Page extract:
*-*-*
Illustration by Rosie Creighton

“Oh, to be in love / And never get out again” Kate Bush beseeches wistfully. Trapped confoundedly, bested by love—love in fiction, especially of the old kind, the happy-ending kind, is not bound by finitude. Fictional love never seems to end. Caged in the grotto of love, once the pages have run out, the last page delivered to the silent raptures of encore, our most favourite book characters stay limboed. When we set down a book we bury the characters within it, but of course they revel in their own mutinous exuberance – for they have escaped us, we awful readers who hungrily pursued them (We ‘expect to have every character in a tale laid bare before them as on a psychological dissecting table, and demonstrated minutely.’ [The Critical Heritage, Charles Dickens, pg. 292 – [John Forster], from an unsigned review, Examiner, 8 October 1853]), and triumphantly they have outlived us, outwitted us. Released briefly like a cloud of hummingbirds into our world, we gawk and gape at our fictional lovers for a time, then snap our books shut and catch the fine, gauzy mesh of their wings beneath the pages. They are lovers forever, and perhaps a little bit of us is captivated by that. But their agency is staged— we, speculating from the periphery of the page—we are lovers rarely infinitely, but we can thrill ourselves with flights of choice and self-actualisation.

I wonder if you have read a love story that stuck with you. More hopefully, perhaps you have lived a love story that you carry with you, a chirping hatchling brushed beneath the feathers of your wing. For whatever reason, I would wager that the little nutshell of your heart has – at one time or another – come close to being pecked open, and the bounty from within gorged and consumed. I want to talk with you about a few texts that deal with love in a way that is at once indissolubly beautiful and emphatically enduring – I am afraid I will only mention ‘classic’ literature, however. (Confessedly, I think we both, you and I, know that I will likely end up talking about Jane Austen. The only person who I think does not like Jane Austen is Charlotte Bronte, but in all fairness she wrote about love so well and adroitly herself that I suppose she simply had no need for Austen.)
*-*-*
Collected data
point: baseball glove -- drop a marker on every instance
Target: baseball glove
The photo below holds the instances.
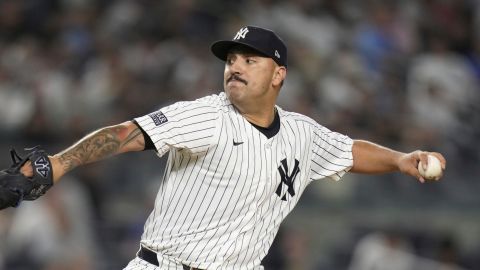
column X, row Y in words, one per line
column 16, row 187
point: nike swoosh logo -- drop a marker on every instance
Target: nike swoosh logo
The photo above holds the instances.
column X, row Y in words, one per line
column 236, row 143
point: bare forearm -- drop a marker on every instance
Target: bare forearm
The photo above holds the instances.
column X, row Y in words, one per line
column 374, row 159
column 98, row 145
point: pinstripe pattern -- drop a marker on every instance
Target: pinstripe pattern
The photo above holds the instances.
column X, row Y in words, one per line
column 217, row 207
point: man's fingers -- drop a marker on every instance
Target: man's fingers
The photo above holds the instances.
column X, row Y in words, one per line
column 423, row 156
column 442, row 159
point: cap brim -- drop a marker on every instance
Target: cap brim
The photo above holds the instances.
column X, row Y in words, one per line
column 221, row 48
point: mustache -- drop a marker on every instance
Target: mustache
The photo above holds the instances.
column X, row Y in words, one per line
column 237, row 78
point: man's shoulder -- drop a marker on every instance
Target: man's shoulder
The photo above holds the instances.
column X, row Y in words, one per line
column 219, row 100
column 211, row 103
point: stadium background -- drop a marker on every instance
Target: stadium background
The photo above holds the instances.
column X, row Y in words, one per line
column 404, row 74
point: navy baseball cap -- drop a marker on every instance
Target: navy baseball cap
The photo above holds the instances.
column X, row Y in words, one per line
column 264, row 41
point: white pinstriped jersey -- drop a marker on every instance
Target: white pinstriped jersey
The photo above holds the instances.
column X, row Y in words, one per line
column 227, row 187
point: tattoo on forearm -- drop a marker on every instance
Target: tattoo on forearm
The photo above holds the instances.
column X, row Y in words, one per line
column 99, row 145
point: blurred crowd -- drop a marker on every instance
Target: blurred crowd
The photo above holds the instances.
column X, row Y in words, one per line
column 405, row 74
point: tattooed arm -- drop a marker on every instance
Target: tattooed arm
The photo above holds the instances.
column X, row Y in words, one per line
column 98, row 145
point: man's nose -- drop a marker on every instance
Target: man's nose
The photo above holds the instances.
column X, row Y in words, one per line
column 236, row 67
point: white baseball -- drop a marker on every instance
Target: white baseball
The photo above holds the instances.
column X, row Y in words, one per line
column 434, row 168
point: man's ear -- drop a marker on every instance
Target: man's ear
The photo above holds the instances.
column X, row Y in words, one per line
column 279, row 76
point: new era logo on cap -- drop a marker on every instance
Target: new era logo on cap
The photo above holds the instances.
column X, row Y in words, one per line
column 262, row 40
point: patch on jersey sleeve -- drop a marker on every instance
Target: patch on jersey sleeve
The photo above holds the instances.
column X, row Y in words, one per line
column 158, row 118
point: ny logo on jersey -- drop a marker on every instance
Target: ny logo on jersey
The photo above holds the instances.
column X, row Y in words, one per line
column 241, row 33
column 287, row 179
column 41, row 166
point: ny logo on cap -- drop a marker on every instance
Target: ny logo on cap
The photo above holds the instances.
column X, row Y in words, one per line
column 241, row 33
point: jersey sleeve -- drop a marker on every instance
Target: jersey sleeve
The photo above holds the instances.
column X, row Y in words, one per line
column 331, row 154
column 184, row 125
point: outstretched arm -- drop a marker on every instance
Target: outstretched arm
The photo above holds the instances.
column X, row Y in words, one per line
column 98, row 145
column 372, row 158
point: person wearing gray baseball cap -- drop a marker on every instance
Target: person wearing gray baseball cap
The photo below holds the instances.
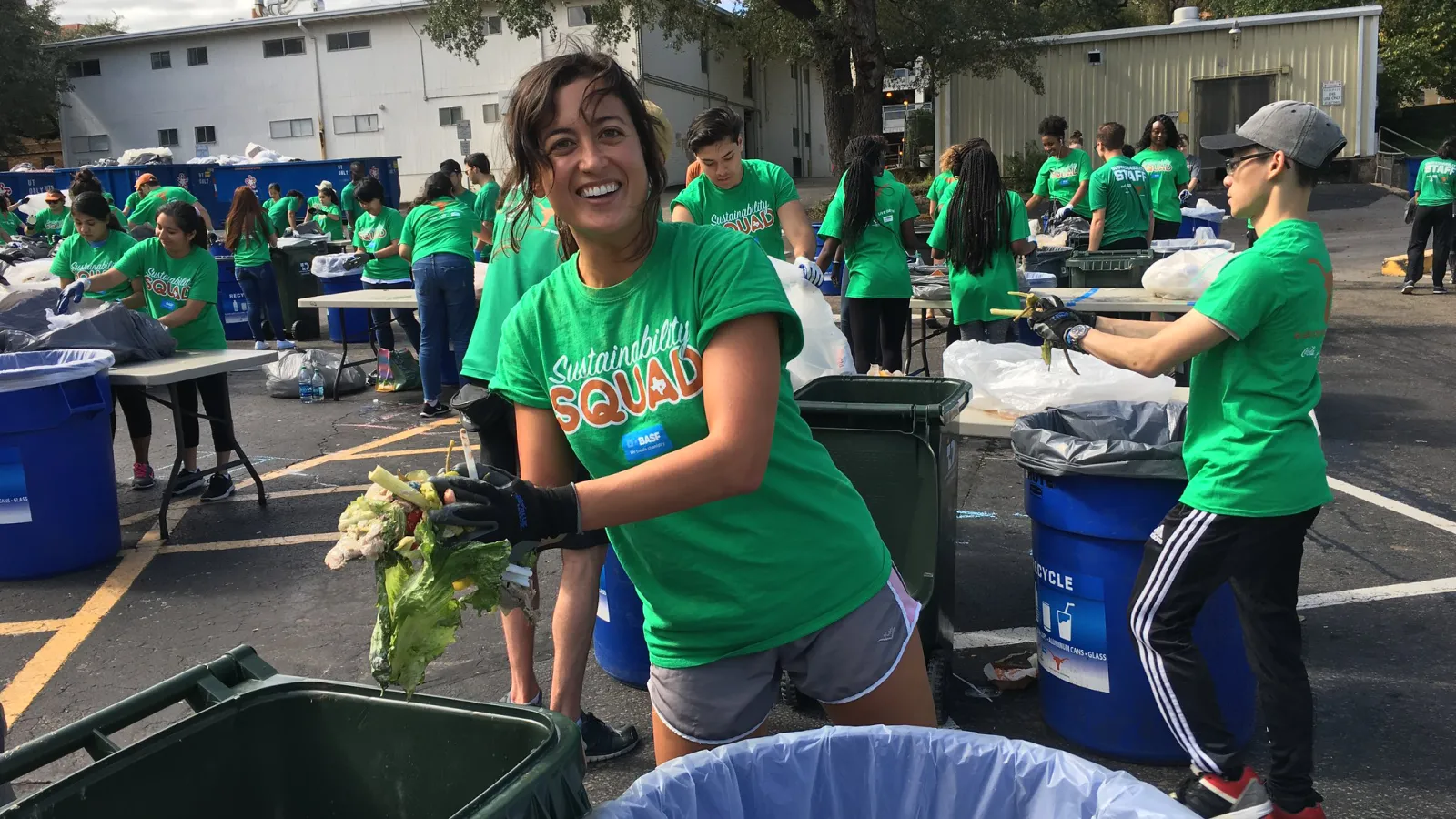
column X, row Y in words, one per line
column 1256, row 468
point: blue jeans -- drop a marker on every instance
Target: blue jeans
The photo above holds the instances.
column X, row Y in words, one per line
column 261, row 288
column 379, row 317
column 444, row 288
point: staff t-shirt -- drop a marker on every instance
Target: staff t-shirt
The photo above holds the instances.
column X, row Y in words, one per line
column 375, row 234
column 146, row 210
column 625, row 382
column 1120, row 187
column 1434, row 182
column 76, row 258
column 513, row 271
column 875, row 261
column 1251, row 448
column 441, row 227
column 172, row 283
column 1060, row 178
column 1167, row 174
column 975, row 293
column 750, row 207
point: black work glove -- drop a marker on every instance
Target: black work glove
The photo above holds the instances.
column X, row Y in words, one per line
column 499, row 506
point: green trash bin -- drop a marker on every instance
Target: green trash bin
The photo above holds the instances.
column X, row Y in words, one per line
column 266, row 745
column 888, row 438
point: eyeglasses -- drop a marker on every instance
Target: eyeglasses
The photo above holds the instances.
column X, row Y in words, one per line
column 1234, row 164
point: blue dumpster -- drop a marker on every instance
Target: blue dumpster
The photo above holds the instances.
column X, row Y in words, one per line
column 618, row 640
column 1092, row 506
column 55, row 455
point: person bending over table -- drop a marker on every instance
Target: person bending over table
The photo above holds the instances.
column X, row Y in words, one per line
column 1256, row 470
column 688, row 426
column 179, row 281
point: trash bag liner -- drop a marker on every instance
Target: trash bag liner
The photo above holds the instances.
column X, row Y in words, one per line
column 1121, row 439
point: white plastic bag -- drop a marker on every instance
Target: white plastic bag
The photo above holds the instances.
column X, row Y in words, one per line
column 1186, row 274
column 1012, row 379
column 826, row 353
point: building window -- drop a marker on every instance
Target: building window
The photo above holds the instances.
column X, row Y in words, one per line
column 283, row 47
column 84, row 69
column 98, row 143
column 284, row 128
column 356, row 124
column 581, row 15
column 349, row 41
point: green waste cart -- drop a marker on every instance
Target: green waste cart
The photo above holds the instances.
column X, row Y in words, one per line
column 888, row 438
column 266, row 745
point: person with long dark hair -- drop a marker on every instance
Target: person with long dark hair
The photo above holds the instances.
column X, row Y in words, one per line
column 982, row 232
column 1167, row 174
column 249, row 235
column 439, row 241
column 873, row 216
column 179, row 281
column 667, row 379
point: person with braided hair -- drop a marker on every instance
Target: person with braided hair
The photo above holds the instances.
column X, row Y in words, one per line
column 873, row 216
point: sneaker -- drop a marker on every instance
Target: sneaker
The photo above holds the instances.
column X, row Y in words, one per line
column 187, row 481
column 218, row 487
column 1210, row 794
column 602, row 742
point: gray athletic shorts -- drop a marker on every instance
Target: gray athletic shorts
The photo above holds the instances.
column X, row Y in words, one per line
column 727, row 700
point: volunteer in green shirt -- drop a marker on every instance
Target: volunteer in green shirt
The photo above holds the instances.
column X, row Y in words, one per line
column 982, row 242
column 1256, row 470
column 1434, row 193
column 669, row 383
column 376, row 244
column 179, row 280
column 749, row 196
column 1063, row 177
column 439, row 242
column 873, row 216
column 1168, row 175
column 1120, row 198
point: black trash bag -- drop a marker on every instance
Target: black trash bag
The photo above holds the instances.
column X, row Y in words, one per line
column 1121, row 439
column 128, row 336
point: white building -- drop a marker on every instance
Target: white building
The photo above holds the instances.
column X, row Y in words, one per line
column 368, row 82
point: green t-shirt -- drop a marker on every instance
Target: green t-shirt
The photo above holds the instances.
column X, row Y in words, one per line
column 877, row 259
column 1168, row 175
column 172, row 283
column 76, row 258
column 510, row 276
column 1434, row 182
column 975, row 293
column 1060, row 178
column 443, row 227
column 750, row 207
column 375, row 234
column 1120, row 187
column 625, row 382
column 146, row 210
column 1251, row 448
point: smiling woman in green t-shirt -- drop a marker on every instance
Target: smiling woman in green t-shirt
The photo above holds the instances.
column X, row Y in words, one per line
column 669, row 382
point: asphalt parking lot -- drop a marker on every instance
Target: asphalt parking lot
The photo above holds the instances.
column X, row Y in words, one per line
column 1378, row 581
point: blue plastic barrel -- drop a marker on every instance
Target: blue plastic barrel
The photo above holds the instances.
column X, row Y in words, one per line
column 1087, row 538
column 618, row 640
column 57, row 479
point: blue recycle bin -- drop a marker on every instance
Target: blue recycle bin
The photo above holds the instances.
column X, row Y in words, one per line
column 56, row 450
column 906, row 773
column 1099, row 479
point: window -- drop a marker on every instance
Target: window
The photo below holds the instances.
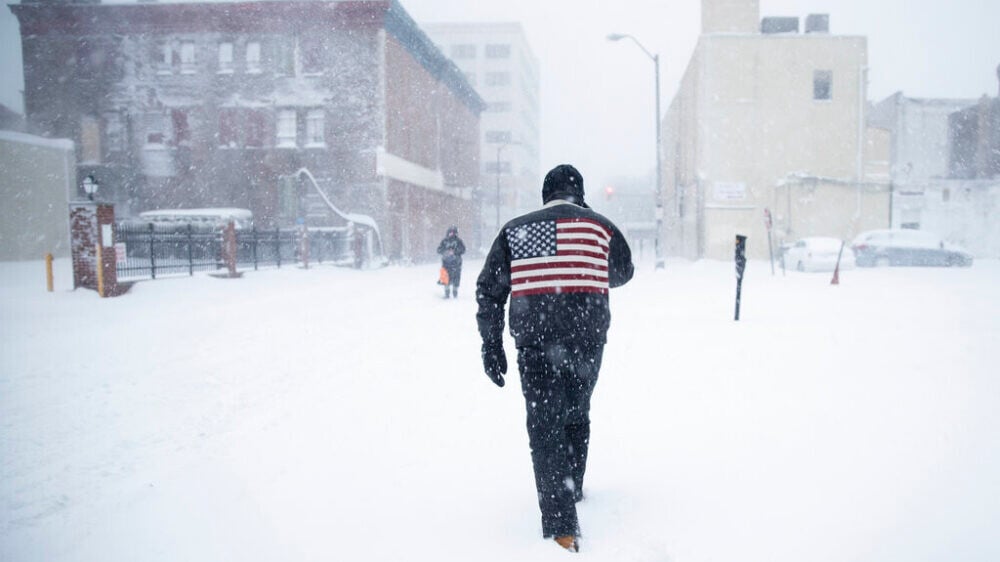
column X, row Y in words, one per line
column 314, row 128
column 284, row 57
column 311, row 53
column 287, row 128
column 188, row 57
column 498, row 136
column 182, row 132
column 253, row 57
column 228, row 128
column 822, row 85
column 497, row 78
column 164, row 59
column 155, row 128
column 498, row 51
column 504, row 168
column 255, row 127
column 90, row 139
column 463, row 51
column 225, row 58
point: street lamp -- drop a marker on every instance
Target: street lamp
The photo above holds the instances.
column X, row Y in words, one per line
column 90, row 186
column 659, row 169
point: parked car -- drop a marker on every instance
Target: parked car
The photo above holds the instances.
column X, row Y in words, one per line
column 817, row 253
column 907, row 247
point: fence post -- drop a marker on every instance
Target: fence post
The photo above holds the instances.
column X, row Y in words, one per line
column 100, row 269
column 253, row 242
column 152, row 251
column 304, row 246
column 277, row 244
column 229, row 248
column 49, row 282
column 190, row 250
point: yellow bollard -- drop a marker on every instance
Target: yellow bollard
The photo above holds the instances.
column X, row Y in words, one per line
column 100, row 272
column 48, row 272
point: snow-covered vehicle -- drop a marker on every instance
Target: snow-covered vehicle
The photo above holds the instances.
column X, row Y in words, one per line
column 817, row 253
column 907, row 247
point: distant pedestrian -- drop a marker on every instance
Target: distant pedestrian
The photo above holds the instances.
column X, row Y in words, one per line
column 451, row 249
column 557, row 265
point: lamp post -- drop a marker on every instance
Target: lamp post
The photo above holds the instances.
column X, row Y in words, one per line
column 90, row 186
column 659, row 169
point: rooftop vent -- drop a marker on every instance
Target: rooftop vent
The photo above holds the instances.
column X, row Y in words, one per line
*-*-*
Given exercise: Set down the passage of the essay on love in fiction from "I wonder if" to "need for Austen.)", word for word. The records have no connection to the essay on love in fiction.

Output of the task:
I wonder if you have read a love story that stuck with you. More hopefully, perhaps you have lived a love story that you carry with you, a chirping hatchling brushed beneath the feathers of your wing. For whatever reason, I would wager that the little nutshell of your heart has – at one time or another – come close to being pecked open, and the bounty from within gorged and consumed. I want to talk with you about a few texts that deal with love in a way that is at once indissolubly beautiful and emphatically enduring – I am afraid I will only mention ‘classic’ literature, however. (Confessedly, I think we both, you and I, know that I will likely end up talking about Jane Austen. The only person who I think does not like Jane Austen is Charlotte Bronte, but in all fairness she wrote about love so well and adroitly herself that I suppose she simply had no need for Austen.)